PROVIDED PASSAGE:
________________________________________

After today’s announcement that the Boeing Company has been awarded the military contract for tankers, I thought about a paper I recently completed. I started the discussion by citing a dated article by Willard Scott discussing the state of the aerospace industry.
In Aviation Week and Space Technology, William B. Scott argues that there are systemic problems within large aerospace companies in the U.S. that “are unseen cancers that could spread quickly, triggering a loss of profitability and a decrease in the quality of air transports, rockets, satellites and myriad defense systems.” He goes on to further identify these problems as a lack of vision, survival management, and ten years of downsizing. Actually these activities are part of a two-pronged attempt to create value and maintain double-digit profit margins in highly competitive market. Through an application of lean manufacturing that does not take into consideration differences in culture, human creativity is being replaced by highly defined process steps. One result of this activity is new talent, younger workers, are either going into different fields, smaller companies where their skills can be more broadly developed, or work from the beach.
What this lack of leadership has done is undermine trust between management and labor. This discussion only uses the aerospace industry as an exemplar of the condition of the relationship of labor and management throughout the US. Students in my graduate classes tell me how bad their leadership is, and how they want to do things differently. This is all anecdotal but still gives an indication that there is trouble in paradise.
In the context of global economic struggle commerce in the United States of America is a wounded warrior, and it must heal itself to better compete. The wound occurred over a period of years where management recreated an environment of distrust. The mimetic forces resulting from a changing environment resulting in outsourcing, offsetting, and rightsizing has forged an environment of distrust and alienation between management and worker. This is counter productive and incongruent with the human need to find fulfillment within the work one does.
Gary Shapiro writes of an experience he had in China where a Chinese official stated that America was going down and China was going up. I appreciate his thoughtful response to the event. It is good that China is going up, but it is imperative that America go up too. The only way this will happen is by a collaborative effort. Management and labor working together for the good of all.

________________________________________

DATA UNDER STUDY:
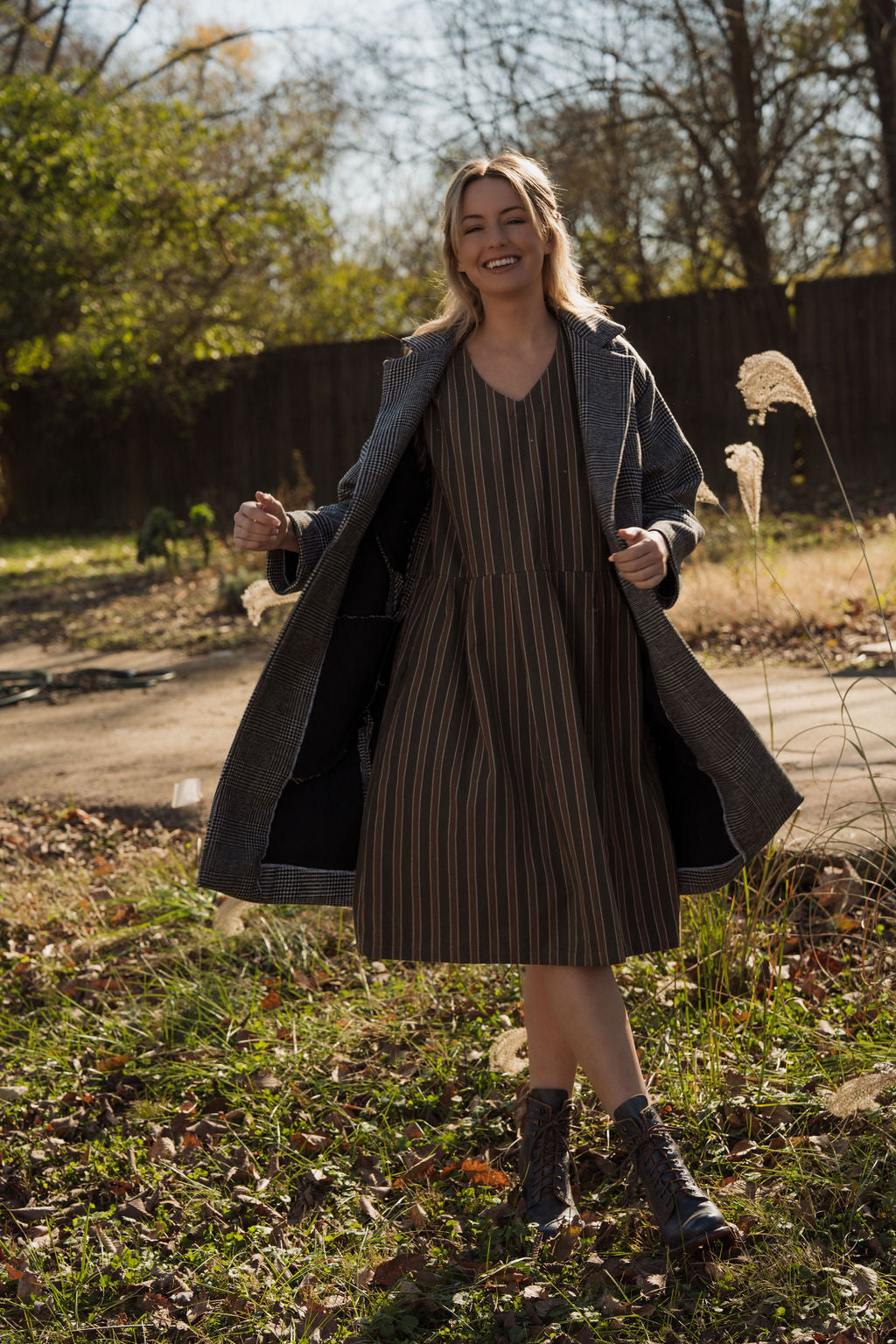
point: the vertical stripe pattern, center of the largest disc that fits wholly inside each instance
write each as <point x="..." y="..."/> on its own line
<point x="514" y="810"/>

________________________________________

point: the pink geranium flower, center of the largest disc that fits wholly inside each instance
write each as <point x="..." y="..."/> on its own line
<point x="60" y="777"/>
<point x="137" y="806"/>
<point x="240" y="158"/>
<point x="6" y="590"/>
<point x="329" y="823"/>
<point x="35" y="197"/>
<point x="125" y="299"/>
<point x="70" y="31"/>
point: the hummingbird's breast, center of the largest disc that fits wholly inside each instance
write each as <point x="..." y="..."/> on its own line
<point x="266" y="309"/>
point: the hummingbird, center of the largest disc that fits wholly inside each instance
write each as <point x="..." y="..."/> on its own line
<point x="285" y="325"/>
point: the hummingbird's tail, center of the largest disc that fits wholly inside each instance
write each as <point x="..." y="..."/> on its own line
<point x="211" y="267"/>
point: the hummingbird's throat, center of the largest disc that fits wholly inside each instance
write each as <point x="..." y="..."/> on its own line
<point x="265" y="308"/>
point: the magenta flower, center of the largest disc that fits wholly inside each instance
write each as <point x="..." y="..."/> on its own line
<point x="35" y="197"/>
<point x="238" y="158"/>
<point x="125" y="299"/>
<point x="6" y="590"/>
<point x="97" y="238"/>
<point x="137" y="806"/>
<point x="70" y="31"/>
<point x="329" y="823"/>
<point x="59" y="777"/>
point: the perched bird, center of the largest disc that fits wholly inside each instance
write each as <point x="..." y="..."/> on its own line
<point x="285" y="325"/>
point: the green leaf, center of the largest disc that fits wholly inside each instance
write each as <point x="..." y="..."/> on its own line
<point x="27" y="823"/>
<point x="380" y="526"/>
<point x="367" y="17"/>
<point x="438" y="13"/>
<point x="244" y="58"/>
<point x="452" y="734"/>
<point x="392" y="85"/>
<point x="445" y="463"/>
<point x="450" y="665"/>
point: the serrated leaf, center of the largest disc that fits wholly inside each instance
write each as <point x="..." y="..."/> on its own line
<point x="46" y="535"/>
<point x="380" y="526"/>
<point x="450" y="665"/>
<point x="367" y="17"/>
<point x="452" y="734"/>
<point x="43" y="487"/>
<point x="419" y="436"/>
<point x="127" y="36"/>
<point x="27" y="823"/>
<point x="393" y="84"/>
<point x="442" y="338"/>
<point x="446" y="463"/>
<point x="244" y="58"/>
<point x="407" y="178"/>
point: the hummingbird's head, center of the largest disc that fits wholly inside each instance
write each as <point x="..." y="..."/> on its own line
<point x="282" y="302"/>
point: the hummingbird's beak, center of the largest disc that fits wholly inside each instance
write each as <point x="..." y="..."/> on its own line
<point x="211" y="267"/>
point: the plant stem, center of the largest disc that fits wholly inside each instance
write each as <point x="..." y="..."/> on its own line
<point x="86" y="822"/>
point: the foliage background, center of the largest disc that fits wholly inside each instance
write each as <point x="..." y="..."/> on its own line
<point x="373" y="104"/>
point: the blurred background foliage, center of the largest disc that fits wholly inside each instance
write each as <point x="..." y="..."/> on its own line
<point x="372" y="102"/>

________________________________________

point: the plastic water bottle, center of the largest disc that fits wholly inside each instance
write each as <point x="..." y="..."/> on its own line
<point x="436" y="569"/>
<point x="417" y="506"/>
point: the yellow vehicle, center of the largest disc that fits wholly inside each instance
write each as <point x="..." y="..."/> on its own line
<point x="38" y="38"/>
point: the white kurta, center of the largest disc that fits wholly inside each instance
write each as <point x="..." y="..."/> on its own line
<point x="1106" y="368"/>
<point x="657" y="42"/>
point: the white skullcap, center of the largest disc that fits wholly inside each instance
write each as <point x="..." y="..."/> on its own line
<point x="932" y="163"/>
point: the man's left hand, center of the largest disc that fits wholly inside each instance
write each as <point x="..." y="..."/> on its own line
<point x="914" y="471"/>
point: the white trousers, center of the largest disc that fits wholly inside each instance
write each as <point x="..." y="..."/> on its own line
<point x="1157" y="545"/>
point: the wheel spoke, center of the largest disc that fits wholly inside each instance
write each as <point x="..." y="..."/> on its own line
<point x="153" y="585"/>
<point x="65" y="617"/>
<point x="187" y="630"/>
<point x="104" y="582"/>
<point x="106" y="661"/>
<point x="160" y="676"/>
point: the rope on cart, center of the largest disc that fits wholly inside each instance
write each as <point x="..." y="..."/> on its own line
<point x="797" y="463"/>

________________________________________

WORK ORDER A:
Please answer these from the essay on management and labor, one line each, marked (i), (ii) and (iii):
(i) In which publication did the argument about systemic problems in large U.S. aerospace companies appear?
(ii) What three problems does that argument identify?
(iii) What did a Chinese official tell Gary Shapiro?
WORK ORDER B: Turn the paragraph of the essay on management and labor that begins "What this lack of leadership" into a short list that keeps its main facts.
WORK ORDER C: In the essay on management and labor, reproduce the text between "In the context" and "work one does.", inclusive, swapping "distrust" for "mistrust".

ANSWER AREA A:
(i) Aviation Week and Space Technology.
(ii) A lack of vision, survival management, and ten years of downsizing.
(iii) That America was going down and China was going up.

ANSWER AREA B:
- The lack of leadership has undermined trust between management and labor.
- The aerospace industry serves only as an exemplar of the labor-management relationship throughout the US.
- Graduate students report bad leadership and want to do things differently.
- This is anecdotal but still indicates trouble in paradise.

ANSWER AREA C:
In the context of global economic struggle commerce in the United States of America is a wounded warrior, and it must heal itself to better compete. The wound occurred over a period of years where management recreated an environment of mistrust. The mimetic forces resulting from a changing environment resulting in outsourcing, offsetting, and rightsizing has forged an environment of mistrust and alienation between management and worker. This is counter productive and incongruent with the human need to find fulfillment within the work one does.